WHAT TO DO:
How many lines in the data below contain the string "surface", counting only matches with the same case? Reply with the number alone.

-- begin SUPPLIED RECORDS --

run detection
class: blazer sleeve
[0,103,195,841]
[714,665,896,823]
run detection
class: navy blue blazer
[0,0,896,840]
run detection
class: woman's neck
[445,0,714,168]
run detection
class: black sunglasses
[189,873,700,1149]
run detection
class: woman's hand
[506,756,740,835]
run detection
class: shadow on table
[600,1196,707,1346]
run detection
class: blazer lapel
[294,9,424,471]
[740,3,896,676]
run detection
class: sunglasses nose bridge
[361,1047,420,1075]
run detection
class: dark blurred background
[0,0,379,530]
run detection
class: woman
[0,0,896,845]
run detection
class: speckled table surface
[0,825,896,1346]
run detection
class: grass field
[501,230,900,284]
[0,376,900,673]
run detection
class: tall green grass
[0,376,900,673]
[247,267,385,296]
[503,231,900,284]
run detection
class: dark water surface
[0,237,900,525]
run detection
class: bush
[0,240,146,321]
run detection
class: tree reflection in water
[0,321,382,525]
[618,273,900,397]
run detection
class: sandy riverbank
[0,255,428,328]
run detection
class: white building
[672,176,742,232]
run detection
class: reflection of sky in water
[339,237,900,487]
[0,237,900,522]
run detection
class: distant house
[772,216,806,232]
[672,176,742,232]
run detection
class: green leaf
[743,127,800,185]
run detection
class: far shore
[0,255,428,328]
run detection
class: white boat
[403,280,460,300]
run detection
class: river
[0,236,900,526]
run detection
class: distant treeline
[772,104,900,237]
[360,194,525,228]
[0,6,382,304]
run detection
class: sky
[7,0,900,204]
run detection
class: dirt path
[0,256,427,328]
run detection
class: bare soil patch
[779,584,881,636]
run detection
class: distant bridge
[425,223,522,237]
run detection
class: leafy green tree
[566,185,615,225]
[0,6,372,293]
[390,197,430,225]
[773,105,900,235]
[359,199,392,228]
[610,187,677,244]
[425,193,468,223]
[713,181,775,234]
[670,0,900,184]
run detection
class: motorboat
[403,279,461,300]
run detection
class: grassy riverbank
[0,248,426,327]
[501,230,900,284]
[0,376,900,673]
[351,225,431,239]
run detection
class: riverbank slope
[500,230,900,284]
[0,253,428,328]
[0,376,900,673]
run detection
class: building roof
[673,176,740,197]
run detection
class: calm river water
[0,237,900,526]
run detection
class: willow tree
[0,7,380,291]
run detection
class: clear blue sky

-- end SUPPLIED RECORDS --

TASK SOLUTION:
2